* **Selected excerpt**:
++++++++++++++++++++

A claim check for a certain sum of money, X, which can be claimed 24/7 for its exact nominal value, with instant credit to the claimant account, is not exactly a box full of coins summing up to X dollars. It is like a key to a readily available box where the actual money is placed.
If you owe X dollars, then, by passing the key to your creditor, you satisfy your debt, because the new keyholder has the box contents at their disposal. And the new keyholder can pass the key on to satisfy their obligations. As long as these traders trust that the box is readily accessible and loaded, the key is a valid trading instrument, though it is only a claim check for money, not money per se.
Modern cryptography offers us the power to manifest this key-exchange vision in cyberspace. Digital-dollar claim checks are constructed from strings of bits. They store as bits, fly as bits, and are secured as bits by the robustness of cryptographic locks that can’t be picked or overcome by cyber thieves. The latest generation of these digital claim checks can have split value, and, most important, can be tethered. That is, cryptography can regulate their movement (see my book “Tethered Money” published by Elsevier).
Think about tethering. You will soon realize it is exactly what will be needed in the months ahead as society reorganizes itself following the coronavirus crisis. As with every crisis, some formerly ordinary items suddenly become universally coveted. Big money is unleashed, a privileged few pile up and hoard, prices go through the roof, shelves go empty, and the civil order is shaken.
This coronavirus crisis is no exception. Except that we now have a trusted technology—digital-dollar claim checks, also known as BitMint. Designed here and first built in China. The American version is due soon. How does it work?
Here’s an example relevant to the present crisis. An enterprising engineer who is also an MD and PhD develops a very effective facemask. If its design features are proven, a few deep pockets will likely buy the factory output for months to come, leaving the rest of us unserved. In response, the state government may enact an order that this product cannot be transacted against regular dollars, but only against digital-dollar claim checks at the listed price (no higher).

++++++++++++++++++++

* **List of tasks**:
a – Set down everything in the passage on digital-dollar claim checks from "This coronavirus crisis" down to "price (no higher).".
b – Render this sentence from the passage on digital-dollar claim checks in Spanish: "Modern cryptography offers us the power to manifest this key-exchange vision in cyberspace."
c – Write what comes next in the passage on digital-dollar claim checks, picking up after its final sentence.

Items from a data collection:

++++++++++++++++++++

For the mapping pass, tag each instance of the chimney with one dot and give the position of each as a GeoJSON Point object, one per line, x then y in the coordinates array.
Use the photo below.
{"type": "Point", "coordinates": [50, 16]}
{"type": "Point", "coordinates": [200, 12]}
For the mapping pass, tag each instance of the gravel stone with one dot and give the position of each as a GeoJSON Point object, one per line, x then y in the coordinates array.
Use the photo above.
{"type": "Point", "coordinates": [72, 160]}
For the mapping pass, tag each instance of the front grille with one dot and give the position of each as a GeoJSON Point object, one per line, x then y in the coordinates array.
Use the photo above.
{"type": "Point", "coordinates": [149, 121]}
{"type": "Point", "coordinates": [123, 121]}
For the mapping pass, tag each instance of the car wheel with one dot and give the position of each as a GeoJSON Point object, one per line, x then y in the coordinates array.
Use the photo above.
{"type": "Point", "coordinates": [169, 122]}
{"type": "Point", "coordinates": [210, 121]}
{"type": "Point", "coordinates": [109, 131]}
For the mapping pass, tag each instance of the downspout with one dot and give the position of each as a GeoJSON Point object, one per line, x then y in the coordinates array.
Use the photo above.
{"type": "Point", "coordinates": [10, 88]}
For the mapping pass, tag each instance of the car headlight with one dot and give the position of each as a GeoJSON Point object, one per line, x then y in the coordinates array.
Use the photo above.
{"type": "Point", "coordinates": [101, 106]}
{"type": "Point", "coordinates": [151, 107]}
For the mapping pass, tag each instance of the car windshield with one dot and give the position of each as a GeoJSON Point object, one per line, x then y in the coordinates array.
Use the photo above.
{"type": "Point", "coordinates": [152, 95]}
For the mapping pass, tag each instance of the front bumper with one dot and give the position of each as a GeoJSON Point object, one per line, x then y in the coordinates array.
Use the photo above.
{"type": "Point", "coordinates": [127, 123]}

++++++++++++++++++++

* **Results for the exercise**:
a –
This coronavirus crisis is no exception. Except that we now have a trusted technology—digital-dollar claim checks, also known as BitMint. Designed here and first built in China. The American version is due soon. How does it work?
Here’s an example relevant to the present crisis. An enterprising engineer who is also an MD and PhD develops a very effective facemask. If its design features are proven, a few deep pockets will likely buy the factory output for months to come, leaving the rest of us unserved. In response, the state government may enact an order that this product cannot be transacted against regular dollars, but only against digital-dollar claim checks at the listed price (no higher).

b – La criptografía moderna nos ofrece el poder de materializar esta visión del intercambio de llaves en el ciberespacio.

c –
Anyone can buy these claim checks the way consumer products are purchased. Alas, the state will ask the buyers to identify themselves, and there will be a limit on how many such claim checks an individual can purchase. Once purchased, the buyer will cyber-pay these claim checks to the manufacturer, who in turn will claim their nominal value in nominal dollars.
The business is all the same as it would be without the purchase of the claim checks, only that the claim checks put the government in the middle to prevent hoarding and price gouging. It will be a matter of policy whether to allow hospitals to amass larger amounts, or whether to give preference to stateside buyers, etc.
The entire sequence is lightning fast. The mask buyer presses a single “buy” button on her app. That click activates the claim check purchase, which is instantly routed to the mask manufacturer, which on the spot redeems them and finds their value credited to its account.
Digital-dollar claim check technology can be extended to any and all merchandise where, without it, prices go sky high and shortages plague the ordinary consumer. It can be run by a mayor, a governor, or at a federal level.